Work to complete:
Give the records again, word for word.

Start of Input data

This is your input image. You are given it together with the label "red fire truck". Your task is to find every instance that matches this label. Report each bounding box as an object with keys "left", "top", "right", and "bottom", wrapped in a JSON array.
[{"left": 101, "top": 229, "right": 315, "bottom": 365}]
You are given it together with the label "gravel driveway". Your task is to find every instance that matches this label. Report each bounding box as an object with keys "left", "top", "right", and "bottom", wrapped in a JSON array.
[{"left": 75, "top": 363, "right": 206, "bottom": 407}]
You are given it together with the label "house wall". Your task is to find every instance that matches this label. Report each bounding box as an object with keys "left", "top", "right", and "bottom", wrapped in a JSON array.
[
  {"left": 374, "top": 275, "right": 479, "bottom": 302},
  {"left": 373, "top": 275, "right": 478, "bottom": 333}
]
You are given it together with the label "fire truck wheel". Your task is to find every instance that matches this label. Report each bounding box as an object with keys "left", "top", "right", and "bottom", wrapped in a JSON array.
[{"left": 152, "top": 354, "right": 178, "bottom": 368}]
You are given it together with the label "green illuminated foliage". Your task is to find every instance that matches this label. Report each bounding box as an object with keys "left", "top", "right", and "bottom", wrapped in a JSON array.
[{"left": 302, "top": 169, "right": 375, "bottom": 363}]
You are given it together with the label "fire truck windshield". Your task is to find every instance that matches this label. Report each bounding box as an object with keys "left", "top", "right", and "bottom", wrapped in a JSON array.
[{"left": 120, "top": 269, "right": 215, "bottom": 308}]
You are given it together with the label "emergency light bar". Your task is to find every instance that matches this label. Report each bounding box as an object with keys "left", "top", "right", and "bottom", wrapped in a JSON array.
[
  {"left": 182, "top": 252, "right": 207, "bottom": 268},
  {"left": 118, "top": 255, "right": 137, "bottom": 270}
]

End of Input data

Output of the task:
This is your input image. You are given it together with the label "red fire truck". Your task is to find every instance that matches this label. Report each bounding box as an object with keys "left", "top", "right", and "bottom", wrapped in a JSON array.
[{"left": 101, "top": 229, "right": 315, "bottom": 365}]
You are given it together with the label "gravel driveway". Your task is to find every instance that matches this label. Report each bounding box as an object with keys "left", "top", "right", and "bottom", wrapped in a JSON array.
[{"left": 75, "top": 363, "right": 206, "bottom": 407}]
You are given it together with the label "house wall". Your task is to find every instance that matches this label. Report each bounding box as an object with keys "left", "top", "right", and "bottom", wrapped in a JSON array.
[
  {"left": 374, "top": 275, "right": 479, "bottom": 302},
  {"left": 373, "top": 275, "right": 478, "bottom": 333}
]
You are given it together with the label "fire truck wheel". Your task is to find every instance that matches this label. Report each bounding box as an object with keys "left", "top", "right", and "bottom", wrapped in a JSON array.
[{"left": 152, "top": 354, "right": 178, "bottom": 368}]
You are given it together with the label "green illuminated foliage". Your task is to find every instance that matches this label. Report each bounding box as an object with keys "left", "top", "right", and "bottom", wrapped in a JSON array.
[{"left": 302, "top": 169, "right": 375, "bottom": 363}]
You are given it together with the label "fire truck windshield". Your task is to find every instance that matches this label. Report each bounding box as an object with keys "left", "top", "right", and "bottom", wrapped in a JSON array.
[{"left": 120, "top": 269, "right": 215, "bottom": 308}]
You are given it together with the label "emergency light bar". Your task is to find every instance that matches this label. Report each bounding box as an object with keys "left", "top", "right", and "bottom", wrapped in a JSON array.
[
  {"left": 182, "top": 252, "right": 207, "bottom": 268},
  {"left": 118, "top": 255, "right": 137, "bottom": 270}
]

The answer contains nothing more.